◆ Records supplied ◆
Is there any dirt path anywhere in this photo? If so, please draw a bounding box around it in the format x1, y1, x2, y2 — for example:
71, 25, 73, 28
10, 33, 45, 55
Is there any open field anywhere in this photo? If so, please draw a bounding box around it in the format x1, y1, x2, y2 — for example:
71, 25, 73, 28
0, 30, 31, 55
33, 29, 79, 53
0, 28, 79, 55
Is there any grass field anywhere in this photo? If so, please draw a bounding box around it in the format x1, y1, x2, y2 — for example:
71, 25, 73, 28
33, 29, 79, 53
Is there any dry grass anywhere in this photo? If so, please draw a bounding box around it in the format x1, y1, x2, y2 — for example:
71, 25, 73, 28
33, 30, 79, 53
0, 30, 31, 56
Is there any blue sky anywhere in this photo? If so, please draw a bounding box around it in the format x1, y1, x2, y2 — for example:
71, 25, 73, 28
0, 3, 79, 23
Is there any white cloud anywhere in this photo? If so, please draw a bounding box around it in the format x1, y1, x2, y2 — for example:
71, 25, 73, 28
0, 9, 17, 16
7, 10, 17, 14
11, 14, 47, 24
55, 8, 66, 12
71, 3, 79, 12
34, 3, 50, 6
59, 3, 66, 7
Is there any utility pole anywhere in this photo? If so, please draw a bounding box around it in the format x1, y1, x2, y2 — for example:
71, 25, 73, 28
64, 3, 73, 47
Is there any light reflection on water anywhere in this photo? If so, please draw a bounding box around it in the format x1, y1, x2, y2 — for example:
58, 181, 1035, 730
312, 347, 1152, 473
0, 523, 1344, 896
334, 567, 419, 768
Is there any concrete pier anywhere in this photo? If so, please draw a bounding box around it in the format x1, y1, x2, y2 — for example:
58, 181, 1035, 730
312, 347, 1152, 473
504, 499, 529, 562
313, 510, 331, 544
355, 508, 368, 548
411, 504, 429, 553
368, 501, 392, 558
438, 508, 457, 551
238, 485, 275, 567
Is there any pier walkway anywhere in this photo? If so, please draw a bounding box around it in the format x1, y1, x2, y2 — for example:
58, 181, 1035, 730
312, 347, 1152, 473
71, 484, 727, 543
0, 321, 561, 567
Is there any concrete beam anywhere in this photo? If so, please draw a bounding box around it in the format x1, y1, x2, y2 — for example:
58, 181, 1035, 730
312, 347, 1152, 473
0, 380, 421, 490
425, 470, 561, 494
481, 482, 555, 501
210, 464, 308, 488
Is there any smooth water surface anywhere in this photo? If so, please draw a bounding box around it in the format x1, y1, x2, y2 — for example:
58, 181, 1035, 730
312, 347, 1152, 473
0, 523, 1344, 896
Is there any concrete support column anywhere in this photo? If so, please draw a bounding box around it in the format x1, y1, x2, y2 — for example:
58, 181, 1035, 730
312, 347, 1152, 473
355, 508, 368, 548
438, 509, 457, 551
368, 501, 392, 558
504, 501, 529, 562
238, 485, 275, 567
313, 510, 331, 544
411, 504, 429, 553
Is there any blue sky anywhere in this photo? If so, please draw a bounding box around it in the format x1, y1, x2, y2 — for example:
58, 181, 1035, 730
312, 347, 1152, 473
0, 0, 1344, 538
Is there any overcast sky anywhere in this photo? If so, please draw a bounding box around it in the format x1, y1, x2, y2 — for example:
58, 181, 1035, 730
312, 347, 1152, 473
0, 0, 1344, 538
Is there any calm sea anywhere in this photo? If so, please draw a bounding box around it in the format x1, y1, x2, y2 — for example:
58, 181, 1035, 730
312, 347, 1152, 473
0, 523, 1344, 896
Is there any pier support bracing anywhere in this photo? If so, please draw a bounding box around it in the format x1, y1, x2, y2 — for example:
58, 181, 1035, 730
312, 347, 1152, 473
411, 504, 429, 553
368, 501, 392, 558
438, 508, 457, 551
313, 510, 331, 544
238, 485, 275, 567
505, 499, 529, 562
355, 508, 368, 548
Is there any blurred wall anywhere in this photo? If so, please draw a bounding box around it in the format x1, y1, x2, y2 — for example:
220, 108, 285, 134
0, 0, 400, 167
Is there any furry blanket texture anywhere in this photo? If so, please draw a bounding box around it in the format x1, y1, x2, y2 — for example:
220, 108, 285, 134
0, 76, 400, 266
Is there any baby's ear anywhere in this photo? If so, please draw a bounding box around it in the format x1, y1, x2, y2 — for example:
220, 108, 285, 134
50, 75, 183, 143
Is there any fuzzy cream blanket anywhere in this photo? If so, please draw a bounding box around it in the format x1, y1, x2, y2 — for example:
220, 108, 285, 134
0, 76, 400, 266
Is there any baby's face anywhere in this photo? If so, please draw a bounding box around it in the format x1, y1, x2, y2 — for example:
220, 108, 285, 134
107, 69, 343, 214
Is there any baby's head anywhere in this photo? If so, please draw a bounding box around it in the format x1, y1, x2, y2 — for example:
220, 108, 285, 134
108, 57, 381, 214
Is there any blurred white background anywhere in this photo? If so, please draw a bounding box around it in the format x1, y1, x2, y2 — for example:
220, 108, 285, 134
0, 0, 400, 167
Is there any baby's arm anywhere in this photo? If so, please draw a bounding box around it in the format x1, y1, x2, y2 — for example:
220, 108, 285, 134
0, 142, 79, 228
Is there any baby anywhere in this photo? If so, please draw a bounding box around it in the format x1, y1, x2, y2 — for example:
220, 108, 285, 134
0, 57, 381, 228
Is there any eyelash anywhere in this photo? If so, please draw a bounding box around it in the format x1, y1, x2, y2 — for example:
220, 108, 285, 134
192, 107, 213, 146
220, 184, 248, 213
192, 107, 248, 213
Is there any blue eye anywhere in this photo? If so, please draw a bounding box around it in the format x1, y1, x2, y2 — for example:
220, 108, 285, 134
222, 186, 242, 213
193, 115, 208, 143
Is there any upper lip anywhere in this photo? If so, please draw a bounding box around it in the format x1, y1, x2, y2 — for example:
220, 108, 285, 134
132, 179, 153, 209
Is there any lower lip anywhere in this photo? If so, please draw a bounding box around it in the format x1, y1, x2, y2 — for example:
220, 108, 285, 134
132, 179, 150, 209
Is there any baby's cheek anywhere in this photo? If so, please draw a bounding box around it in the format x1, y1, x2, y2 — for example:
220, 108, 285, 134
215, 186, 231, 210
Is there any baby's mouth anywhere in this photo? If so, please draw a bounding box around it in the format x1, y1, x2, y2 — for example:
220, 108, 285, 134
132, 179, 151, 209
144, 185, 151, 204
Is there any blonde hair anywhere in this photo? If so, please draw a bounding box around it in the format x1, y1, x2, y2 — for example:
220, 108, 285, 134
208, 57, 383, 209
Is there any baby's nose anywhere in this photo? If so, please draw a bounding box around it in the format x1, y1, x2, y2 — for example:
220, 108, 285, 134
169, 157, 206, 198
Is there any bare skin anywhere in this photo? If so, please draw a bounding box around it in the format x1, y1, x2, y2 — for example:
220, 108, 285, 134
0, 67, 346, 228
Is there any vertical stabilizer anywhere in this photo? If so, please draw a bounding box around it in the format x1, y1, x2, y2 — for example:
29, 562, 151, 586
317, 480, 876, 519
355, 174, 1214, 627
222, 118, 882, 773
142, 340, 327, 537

◆ Stated problem ◆
Output an exact copy of each record.

◆ Task solution ◆
Is there any dirt path anywhere in this photo? If so, please draw a bounding box around it in the format x1, y1, x2, y2 — for example:
71, 25, 73, 28
10, 33, 45, 55
Is there any open field anywhere in this photo? If so, please draw a bounding box around it in the format x1, y1, x2, y2 — for example:
71, 25, 73, 28
0, 30, 31, 55
33, 29, 79, 53
0, 28, 79, 55
Is there any grass field anywhere in this photo? If so, please draw a bounding box around it in the format x1, y1, x2, y2 — for example:
71, 25, 73, 28
33, 29, 79, 53
Is there any dry grass anywhere in this photo? If so, please draw a bounding box around it in the format x1, y1, x2, y2 — for example:
71, 25, 73, 28
33, 30, 79, 53
0, 30, 31, 56
Is there any blue sky anywhere in this photo? If so, please draw a bounding box around it in the format x1, y1, x2, y2 — for example:
71, 25, 73, 28
0, 3, 79, 23
Is there any white cloud anywhere in this photo? If so, please draw a bounding box around it in the format x1, y1, x2, y2 — for example:
71, 25, 73, 28
0, 9, 17, 16
7, 10, 17, 14
11, 14, 47, 24
55, 8, 66, 12
71, 3, 79, 12
34, 3, 50, 6
59, 3, 66, 7
Is there any utility pole anywhere in this photo? If so, please draw a bounding box around it in the format x1, y1, x2, y2 — for example:
71, 25, 73, 28
64, 3, 73, 47
Is there any light reflection on water anywhere in this photo? If so, please draw a bounding box around it in the format x1, y1, x2, y2 — for example:
58, 181, 1035, 730
312, 347, 1152, 473
0, 523, 1344, 896
334, 567, 419, 768
Is there any concrete pier anywhere in this photo? If so, please draw a bounding box around it in the format x1, y1, x2, y2 — for example:
58, 181, 1035, 730
312, 347, 1152, 473
504, 499, 529, 562
313, 510, 331, 544
355, 508, 368, 548
411, 504, 429, 553
368, 501, 392, 558
438, 508, 457, 551
238, 485, 275, 567
Is there any pier walkway anywhere in this photo? If so, please draw a bounding box around it in the format x1, y1, x2, y2 — for example:
58, 181, 1035, 730
312, 347, 1152, 473
71, 484, 727, 543
0, 321, 561, 567
Is there any concrete beam anywhere in this photo? If so, please draw a bounding box around it in the format x1, y1, x2, y2 — for example:
58, 181, 1035, 730
312, 347, 1152, 473
0, 380, 421, 490
425, 470, 561, 494
481, 482, 555, 501
210, 464, 308, 488
Is there any smooth water surface anywhere in this photo? If so, please draw a bounding box around it in the format x1, y1, x2, y2 — for example:
58, 181, 1035, 730
312, 347, 1152, 473
0, 523, 1344, 896
Is there any concrete support column anywhere in this photo? If so, please draw a bounding box around it in the format x1, y1, x2, y2 — for example:
58, 181, 1035, 730
312, 347, 1152, 473
355, 508, 368, 548
438, 509, 457, 551
368, 501, 392, 558
504, 501, 529, 562
238, 485, 275, 567
313, 510, 331, 544
411, 504, 429, 553
Is there any blue sky anywhere in this photo? If so, please draw a bounding box around it in the format x1, y1, x2, y2 — for example:
58, 181, 1035, 730
312, 347, 1152, 473
0, 0, 1344, 538
Is there any overcast sky anywhere in this photo? If so, please draw a bounding box around it in the format x1, y1, x2, y2 — for example:
58, 181, 1035, 730
312, 347, 1152, 473
0, 0, 1344, 538
Is there any calm sea anywhere in this photo? If so, please draw a bounding box around it in the format x1, y1, x2, y2 — for example:
58, 181, 1035, 730
312, 347, 1152, 473
0, 523, 1344, 896
Is there any pier support bracing anywhere in this photo? If so, please draw a bounding box around it in the format x1, y1, x2, y2 — for example:
58, 181, 1035, 730
312, 347, 1152, 473
411, 504, 429, 553
368, 501, 392, 558
438, 508, 457, 551
313, 510, 331, 544
238, 485, 275, 567
505, 499, 529, 562
355, 508, 368, 548
Is there any blurred wall anywhere in this photo? If so, please draw a bounding box around it in the format x1, y1, x2, y2 — for example:
220, 108, 285, 134
0, 0, 400, 167
Is there any furry blanket texture anywhere in this photo? If so, please draw a bounding box around it in the format x1, y1, x2, y2 — for example:
220, 108, 285, 134
0, 76, 400, 266
Is there any baby's ear anywhere in this photo? If so, please draw a bounding box around it in the format x1, y1, x2, y2 — for example:
220, 108, 285, 134
50, 75, 183, 143
Is there any fuzzy cream blanket anywhere in this photo? If so, please draw a bounding box around it in the format x1, y1, x2, y2 — for example:
220, 108, 285, 134
0, 76, 400, 266
Is there any baby's face anywhere in this photo? If so, please draw a bounding box around it in the format x1, y1, x2, y2 — for example:
220, 108, 285, 134
107, 69, 343, 214
Is there any baby's head anywhere in this photo? If so, please draw a bounding box around it in the format x1, y1, x2, y2 — for example:
220, 108, 285, 134
108, 57, 381, 214
Is there any blurred white background anywhere in this photo? If so, please draw a bounding box around it in the format x1, y1, x2, y2 — for example:
220, 108, 285, 134
0, 0, 400, 167
Is there any baby's arm anywhere in this photo? If so, please draw a bounding box around it in the format x1, y1, x2, y2 — for example:
220, 108, 285, 134
0, 142, 79, 228
Is there any baby anywhere in this photo? If so, please draw a bounding box around it in the format x1, y1, x2, y2 — for example:
220, 108, 285, 134
0, 57, 381, 228
Is there any eyelash anywhere in this photo? If so, please draw a bounding box around it in the format x1, y1, x2, y2 — for example:
220, 108, 285, 134
192, 107, 213, 146
220, 184, 248, 213
192, 107, 248, 213
Is there any blue eye anywhere in this photo? If so, please draw a bounding box around it in the format x1, y1, x2, y2 — for example:
220, 108, 285, 134
222, 186, 242, 213
193, 115, 208, 143
Is there any upper lip anywhere in this photo? If so, please draw a bounding box around it in the format x1, y1, x2, y2 — for example:
220, 108, 285, 134
132, 179, 153, 209
Is there any lower lip anywhere in this photo? If so, please draw a bounding box around it in the format x1, y1, x2, y2 — for example:
220, 108, 285, 134
132, 179, 150, 209
Is there any baby's cheek anywhere in this photo? If so, please draw a bounding box around it in the format x1, y1, x2, y2 — for example:
220, 108, 285, 134
215, 186, 231, 210
Is there any baby's mouth anywhere in this photo? If so, please draw a bounding box around it in the format x1, y1, x2, y2 — for example:
220, 108, 285, 134
132, 179, 151, 209
144, 185, 151, 204
Is there any blonde hair anywhere in this photo? If so, please draw a bounding box around it in the format x1, y1, x2, y2 — for example:
220, 108, 285, 134
208, 57, 383, 209
Is there any baby's nose anywhere in this photo? If so, please draw a bounding box around it in the format x1, y1, x2, y2 — for example:
220, 108, 285, 134
169, 157, 206, 198
Is there any bare skin anywhere in this photo? If so, please draw a bounding box around it in the format x1, y1, x2, y2 — for example:
220, 108, 285, 134
0, 67, 346, 228
Is there any vertical stabilizer anywhere in this photo? If so, please draw a bounding box around it in the format x1, y1, x2, y2 — for example:
29, 562, 151, 586
317, 480, 876, 519
355, 174, 1214, 627
222, 118, 882, 773
142, 340, 327, 537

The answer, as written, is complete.